## [INSTRUCTIONS]
1: In the ADF copy error post, what is the value of "failureType" in the error?
2: Write a continuation of the ADF copy error post, starting right after its last line.

## [PROVIDED PASSAGE]
⁂
Reputation: 2349
At the moment unable to copy data from an on-premise SQL Server through Integration Runtime in parquet format to Azure Blob Storage using ADF V2 Copy Activity. Latest JRE installed on IR machine. Getting this error:
{
"errorCode": "2200",
"message": "Failure happened on 'Sink' side. ErrorCode=UserErrorJavaInvocationException,'Type=Microsoft.DataTransfer.Common.Shared.HybridDeliveryException,Message=An error occurred when invoking java, message: java.lang.UnsatisfiedLinkError:no snappyjava in java.library.path\ntotal entry:18\r\njava.lang.ClassLoader.loadLibrary(Unknown Source)\r\njava.lang.Runtime.loadLibrary0(Unknown Source)\r\njava.lang.System.loadLibrary(Unknown Source)\r\norg.xerial.snappy.SnappyLoader.loadNativeLibrary(SnappyLoader.java:170)\r\norg.xerial.snappy.SnappyLoader.load(SnappyLoader.java:145)\r\norg.xerial.snappy.Snappy.<clinit>(Snappy.java:47)\r\norg.apache.parquet.hadoop.codec.SnappyCompressor.compress(SnappyCompressor.java:67)\r\norg.apache.hadoop.io.compress.CompressorStream.compress(CompressorStream.java:81)\r\norg.apache.hadoop.io.compress.CompressorStream.finish(CompressorStream.java:92)\r\norg.apache.parquet.hadoop.CodecFactory$BytesCompressor.compress(CodecFactory.java:112)\r\norg.apache.parquet.hadoop.ColumnChunkPageWriteStore$ColumnChunkPageWriter.writePage(ColumnChunkPageWriteStore.java:89)\r\norg.apache.parquet.column.impl.ColumnWriterV1.writePage(ColumnWriterV1.java:152)\r\norg.apache.parquet.column.impl.ColumnWriterV1.flush(ColumnWriterV1.java:240)\r\norg.apache.parquet.column.impl.ColumnWriteStoreV1.flush(ColumnWriteStoreV1.java:126)\r\norg.apache.parquet.hadoop.InternalParquetRecordWriter.flushRowGroupToStore(InternalParquetRecordWriter.java:164)\r\norg.apache.parquet.hadoop.InternalParquetRecordWriter.close(InternalParquetRecordWriter.java:113)\r\norg.apache.parquet.hadoop.ParquetWriter.close(ParquetWriter.java:297)\r\ncom.microsoft.datatransfer.bridge.parquet.ParquetWriterBridge.close(ParquetWriterBridge.java:29)\r\n,Source=Microsoft.DataTransfer.Common,''Type=Microsoft.DataTransfer.Richfile.JniExt.JavaBridgeException,Message=,Source=Microsoft.DataTransfer.Richfile.HiveOrcBridge,'",
"failureType": "UserError",
"target": "CopyMetDBTableToBlob"
⁂
[Object position labeling entries]
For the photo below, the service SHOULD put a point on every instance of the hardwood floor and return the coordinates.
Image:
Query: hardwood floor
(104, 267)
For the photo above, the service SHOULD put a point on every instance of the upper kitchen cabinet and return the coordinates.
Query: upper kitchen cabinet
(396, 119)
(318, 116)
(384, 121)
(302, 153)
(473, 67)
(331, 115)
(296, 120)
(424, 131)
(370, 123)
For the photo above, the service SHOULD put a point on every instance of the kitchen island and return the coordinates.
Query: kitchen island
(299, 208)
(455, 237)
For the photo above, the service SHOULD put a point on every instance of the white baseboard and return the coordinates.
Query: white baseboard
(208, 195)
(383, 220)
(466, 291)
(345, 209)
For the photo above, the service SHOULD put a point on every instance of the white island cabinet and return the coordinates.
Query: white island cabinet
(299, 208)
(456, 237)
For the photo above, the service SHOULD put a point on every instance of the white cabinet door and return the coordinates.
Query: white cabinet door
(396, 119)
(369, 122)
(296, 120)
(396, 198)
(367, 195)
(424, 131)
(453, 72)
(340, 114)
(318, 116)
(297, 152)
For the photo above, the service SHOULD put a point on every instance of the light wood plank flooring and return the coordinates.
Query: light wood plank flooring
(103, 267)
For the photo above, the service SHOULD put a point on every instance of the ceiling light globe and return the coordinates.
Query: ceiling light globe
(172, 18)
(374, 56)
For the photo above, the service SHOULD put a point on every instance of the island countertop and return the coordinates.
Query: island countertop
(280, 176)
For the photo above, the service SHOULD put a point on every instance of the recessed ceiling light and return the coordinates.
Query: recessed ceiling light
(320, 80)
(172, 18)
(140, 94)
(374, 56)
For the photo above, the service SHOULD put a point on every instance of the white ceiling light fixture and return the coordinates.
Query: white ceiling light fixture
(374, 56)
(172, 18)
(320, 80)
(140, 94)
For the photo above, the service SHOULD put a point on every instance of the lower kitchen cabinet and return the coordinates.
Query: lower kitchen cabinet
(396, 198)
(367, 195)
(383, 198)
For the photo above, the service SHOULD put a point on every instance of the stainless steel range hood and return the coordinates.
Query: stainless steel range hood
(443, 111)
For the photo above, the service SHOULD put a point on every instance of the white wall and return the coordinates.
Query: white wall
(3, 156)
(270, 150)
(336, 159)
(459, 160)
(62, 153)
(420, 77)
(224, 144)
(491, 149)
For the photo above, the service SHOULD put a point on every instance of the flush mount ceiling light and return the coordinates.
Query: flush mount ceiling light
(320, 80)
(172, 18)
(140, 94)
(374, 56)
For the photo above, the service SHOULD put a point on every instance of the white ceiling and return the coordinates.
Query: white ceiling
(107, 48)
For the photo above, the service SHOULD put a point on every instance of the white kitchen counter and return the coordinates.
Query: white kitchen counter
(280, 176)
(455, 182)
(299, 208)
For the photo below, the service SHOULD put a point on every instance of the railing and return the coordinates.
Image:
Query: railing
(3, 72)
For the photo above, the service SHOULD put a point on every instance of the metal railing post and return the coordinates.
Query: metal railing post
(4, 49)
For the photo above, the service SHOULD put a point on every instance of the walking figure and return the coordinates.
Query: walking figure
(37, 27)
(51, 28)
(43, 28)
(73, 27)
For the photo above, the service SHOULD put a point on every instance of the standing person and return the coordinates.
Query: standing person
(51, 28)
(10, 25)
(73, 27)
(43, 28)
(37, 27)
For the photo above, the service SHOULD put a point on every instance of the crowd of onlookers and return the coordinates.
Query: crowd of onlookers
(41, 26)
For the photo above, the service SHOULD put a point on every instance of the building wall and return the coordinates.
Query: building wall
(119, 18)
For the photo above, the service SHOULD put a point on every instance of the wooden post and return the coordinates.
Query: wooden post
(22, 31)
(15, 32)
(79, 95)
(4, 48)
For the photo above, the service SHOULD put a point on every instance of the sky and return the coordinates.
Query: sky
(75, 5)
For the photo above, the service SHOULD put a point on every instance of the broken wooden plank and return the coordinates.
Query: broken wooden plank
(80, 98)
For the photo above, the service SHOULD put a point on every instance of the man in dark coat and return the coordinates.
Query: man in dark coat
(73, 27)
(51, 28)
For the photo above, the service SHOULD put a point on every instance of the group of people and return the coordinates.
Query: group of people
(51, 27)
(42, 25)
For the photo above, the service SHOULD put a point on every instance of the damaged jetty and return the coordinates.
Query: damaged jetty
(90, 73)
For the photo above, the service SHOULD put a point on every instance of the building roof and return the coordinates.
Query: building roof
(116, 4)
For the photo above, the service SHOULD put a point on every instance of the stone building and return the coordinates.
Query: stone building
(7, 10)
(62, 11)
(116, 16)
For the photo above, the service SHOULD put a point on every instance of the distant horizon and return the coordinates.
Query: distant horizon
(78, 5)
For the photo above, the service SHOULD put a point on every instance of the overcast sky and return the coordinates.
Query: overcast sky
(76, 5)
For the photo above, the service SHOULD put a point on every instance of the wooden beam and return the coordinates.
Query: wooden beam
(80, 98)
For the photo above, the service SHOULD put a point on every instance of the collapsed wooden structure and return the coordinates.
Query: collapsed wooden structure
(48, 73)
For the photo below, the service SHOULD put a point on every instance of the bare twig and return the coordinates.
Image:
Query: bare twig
⁂
## [TASK ANSWERS]
1: UserError

2:
}
Have tested copying data from on-premise Oracle and Informix to Azure Blob Storage in Parquet format using ASDF V2 Copy activity and it works. Just having issue with in-premise SQL Server
Upvotes: 0
Views: 1601
Reputation: 103
I ran into similar issue. Turns out, copy to parquet fails if source table has any column names with spaces.
So before the copy operation, i check to see if any of column names have spaces. If yes, instead of specifying table name in dataset, use a query and write select statement with aliases for column names without any spaces.
Upvotes: 0
Reputation: 3209
I dont know if you have already checked this out, but there is a section about using parquet file format with an on premise IR. https://learn.microsoft.com/en-us/azure/data-factory/format-parquet#using-self-hosted-integration-runtime
I wouldn't recommend using parquet with data factory, as it doesn't split the dataset into different values of a column (like Python does, for example). I've also had problems when uploading a big dataset (30 gb or more) in this format, it always seemed kind of buggy to me.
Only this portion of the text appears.